More than 200,000 new cases of breast cancer are diagnosed every year, according to the American Cancer Society, and 40,000 women are estimated to die annually due to breast cancer according to the National Breast Cancer foundation.
Due to mammography, over 200,000 cases have been averted since 1991. According to the experts, there is no sure way to prevent this potentially fatal disease. However, there are few ways to reduce the risk of developing it significantly.
Take a look at the top 7 ways to reduce your chances of getting breast cancer-
1. Check your diet
Being overweight adds to the risk factor of developing breast cancer, especially for women post menopause. Few research indicates that women who gain weight after the age of 35 – 40 are at a higher risk for breast cancer than women who have been overweight since childhood. Maintain a healthy diet and lose any extra pound from your body and achieve a healthy body weight. You should maintain a balanced diet, which should be based on plant foods, and also fruits and vegetables, while the consumption of processed foods and red meats should be reduced. But always remember that there is no way to guarantee, that this alone will help to prevent the onset of breast cancer.
################
Pick up the breast cancer risk article after its final sentence and keep writing it.

(Saved data entries)
################
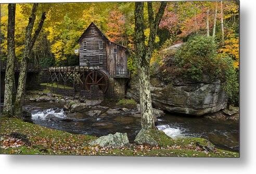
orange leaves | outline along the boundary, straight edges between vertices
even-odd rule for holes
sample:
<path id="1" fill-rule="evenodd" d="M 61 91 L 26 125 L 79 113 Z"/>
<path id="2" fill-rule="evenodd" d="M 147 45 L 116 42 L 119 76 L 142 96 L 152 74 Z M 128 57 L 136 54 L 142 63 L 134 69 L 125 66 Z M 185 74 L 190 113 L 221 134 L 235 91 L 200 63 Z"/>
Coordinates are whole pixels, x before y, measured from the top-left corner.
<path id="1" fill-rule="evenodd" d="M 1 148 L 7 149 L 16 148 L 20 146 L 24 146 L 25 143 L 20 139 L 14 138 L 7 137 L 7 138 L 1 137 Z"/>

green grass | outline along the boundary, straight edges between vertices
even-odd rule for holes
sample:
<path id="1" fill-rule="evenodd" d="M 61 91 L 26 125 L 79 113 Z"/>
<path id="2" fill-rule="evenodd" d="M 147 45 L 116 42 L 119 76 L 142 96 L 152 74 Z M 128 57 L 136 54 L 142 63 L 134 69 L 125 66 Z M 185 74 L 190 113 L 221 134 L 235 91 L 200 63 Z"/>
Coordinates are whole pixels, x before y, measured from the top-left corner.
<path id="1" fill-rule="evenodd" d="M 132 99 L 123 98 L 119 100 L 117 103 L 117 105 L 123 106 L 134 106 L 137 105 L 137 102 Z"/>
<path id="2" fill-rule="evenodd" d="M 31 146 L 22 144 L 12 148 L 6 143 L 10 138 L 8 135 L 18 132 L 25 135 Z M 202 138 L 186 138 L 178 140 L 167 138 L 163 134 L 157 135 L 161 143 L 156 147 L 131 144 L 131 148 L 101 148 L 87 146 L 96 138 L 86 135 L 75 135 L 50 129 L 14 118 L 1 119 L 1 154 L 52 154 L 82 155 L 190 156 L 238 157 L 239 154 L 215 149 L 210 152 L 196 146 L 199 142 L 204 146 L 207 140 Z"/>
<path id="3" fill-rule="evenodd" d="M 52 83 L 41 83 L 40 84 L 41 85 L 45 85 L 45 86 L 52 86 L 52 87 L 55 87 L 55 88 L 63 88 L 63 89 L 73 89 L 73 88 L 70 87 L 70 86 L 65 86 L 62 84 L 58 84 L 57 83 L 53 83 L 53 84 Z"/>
################
ANSWER TO THIS TASK -
2. Exercise daily
As you already know that daily physical activity is very essential for overall health. But on the other hand it can also help to reduce the risk of breast cancer. A little, say 1.25 to 2.5 hours of brisk walking per week can reduce your risk of breast cancer by 18 percent, and walking 10 hours per week can reduce the risk further even more. There are many activities, like running, bike, swimming, hike and play sports that you can add and mix up in your fitness routine and stay motivated. Try exercising for 45 to 60 minutes at least five days per week.
3. Limit your alcohol use
Consumption of alcohol is clearly linked to an increased risk of developing breast cancer and also other types of cancer. The risk keeps increasing with the amount of alcohol consumed. As compared to the non-drinkers, women who drink one alcoholic drink a day less chance to get breast cancer risk, while women who drink more than that have about one-and-a-half times more risk. Make sure you limit your intake to one drink per day.
4. Breastfeed your baby
According to research, women who breastfeed their babies have a slightly lower risk of developing breast cancer. This works even better if they continue breastfeeding for up to two years. According to experts, breastfeeding reduces a woman’s risk of breast cancer as it also reduces the total number of menstrual cycles, this exposes her to lower levels of hormones which are related to breast cancer risk.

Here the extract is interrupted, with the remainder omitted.